## Task description
Can you reproduce every item below, line for line, without changing a single character?

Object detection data
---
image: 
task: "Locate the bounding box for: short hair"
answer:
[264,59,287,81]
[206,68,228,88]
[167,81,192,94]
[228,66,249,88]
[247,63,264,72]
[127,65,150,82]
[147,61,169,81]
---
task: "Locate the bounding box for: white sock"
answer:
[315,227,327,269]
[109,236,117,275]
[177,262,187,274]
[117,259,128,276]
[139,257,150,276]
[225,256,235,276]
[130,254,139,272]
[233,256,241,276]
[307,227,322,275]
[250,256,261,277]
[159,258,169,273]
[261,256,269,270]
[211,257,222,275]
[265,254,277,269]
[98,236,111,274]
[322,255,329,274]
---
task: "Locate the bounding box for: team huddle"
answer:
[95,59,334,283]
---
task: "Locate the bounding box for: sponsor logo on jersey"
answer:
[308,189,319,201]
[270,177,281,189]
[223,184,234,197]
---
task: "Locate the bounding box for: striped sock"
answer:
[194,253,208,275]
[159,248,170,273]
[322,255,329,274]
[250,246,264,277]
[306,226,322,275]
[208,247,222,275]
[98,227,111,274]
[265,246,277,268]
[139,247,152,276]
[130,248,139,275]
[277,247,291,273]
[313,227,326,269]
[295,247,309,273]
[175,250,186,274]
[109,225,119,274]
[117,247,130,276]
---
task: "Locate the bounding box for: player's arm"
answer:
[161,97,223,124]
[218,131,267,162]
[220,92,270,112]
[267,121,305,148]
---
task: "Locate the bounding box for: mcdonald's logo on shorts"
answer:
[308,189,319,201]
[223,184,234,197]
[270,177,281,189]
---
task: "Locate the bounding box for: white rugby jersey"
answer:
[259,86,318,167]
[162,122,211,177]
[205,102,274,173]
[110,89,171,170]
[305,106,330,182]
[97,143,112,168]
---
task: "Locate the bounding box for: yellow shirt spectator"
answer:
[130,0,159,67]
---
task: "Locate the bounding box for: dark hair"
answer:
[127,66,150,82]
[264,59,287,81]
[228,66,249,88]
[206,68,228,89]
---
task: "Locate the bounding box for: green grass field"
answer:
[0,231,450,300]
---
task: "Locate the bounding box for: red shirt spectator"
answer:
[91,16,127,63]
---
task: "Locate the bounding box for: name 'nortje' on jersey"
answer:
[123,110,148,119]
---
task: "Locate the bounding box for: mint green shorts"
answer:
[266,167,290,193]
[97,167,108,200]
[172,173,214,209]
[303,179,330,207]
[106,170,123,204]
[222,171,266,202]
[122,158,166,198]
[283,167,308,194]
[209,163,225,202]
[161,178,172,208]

## Problem solution
---
image: 
task: "Locate the bounding box for: short hair"
answer:
[264,59,287,81]
[206,68,228,88]
[167,81,192,94]
[228,66,249,88]
[247,63,264,72]
[127,65,150,82]
[147,61,169,81]
---
task: "Locate the bounding box for: white sock"
answer:
[315,227,327,269]
[109,236,117,275]
[177,262,187,274]
[117,259,128,276]
[139,257,150,276]
[225,256,235,276]
[130,254,139,272]
[233,256,241,276]
[307,227,322,275]
[250,256,261,277]
[159,258,169,273]
[261,256,269,270]
[211,257,222,275]
[265,254,277,269]
[98,236,111,274]
[322,255,329,274]
---
task: "Locate the bounding box for: team huddle"
answer:
[95,59,334,283]
---
task: "Locate the bounding box for: sponsor logo on jersey"
answer:
[308,189,319,201]
[270,177,281,189]
[223,184,234,197]
---
task: "Locate the bounding box for: striped sock"
answer:
[194,253,208,275]
[159,248,170,273]
[322,255,329,274]
[250,246,264,277]
[306,226,322,275]
[208,247,222,275]
[98,227,111,274]
[265,246,277,268]
[139,247,152,276]
[130,248,139,275]
[277,247,291,273]
[313,227,326,269]
[295,247,309,273]
[175,250,186,274]
[109,225,119,274]
[117,247,130,276]
---
task: "Locate the bounding box for: player's arm"
answer:
[161,97,223,124]
[218,131,267,162]
[220,92,270,112]
[267,121,305,148]
---
task: "Locate the bounding box for: mcdonald's logo on shorts"
answer:
[308,189,319,201]
[223,184,234,197]
[270,177,281,189]
---
task: "Locate the bounding box for: white rugby jersey"
answer:
[259,86,318,167]
[162,122,211,177]
[205,102,274,173]
[110,89,171,170]
[305,106,330,182]
[97,143,112,168]
---
task: "Locate the bounding box for: yellow shirt spectator"
answer:
[130,0,159,67]
---
task: "Locate the bounding box for: dark hair"
answer:
[127,66,150,82]
[264,59,287,81]
[228,66,249,88]
[206,68,228,89]
---
task: "Locate the bounding box for: green grass field"
answer:
[0,231,450,300]
---
task: "Locate the bounding box for: red shirt spectator"
answer:
[91,16,127,63]
---
task: "Locate the bounding box for: name 'nortje' on jersey"
answer:
[123,110,148,119]
---
task: "Locate the bounding box for: mint green shorts"
answer:
[266,167,290,193]
[97,167,108,200]
[172,173,214,209]
[303,179,330,207]
[106,170,123,204]
[222,171,266,202]
[122,158,166,198]
[283,167,308,194]
[209,163,225,202]
[161,178,172,208]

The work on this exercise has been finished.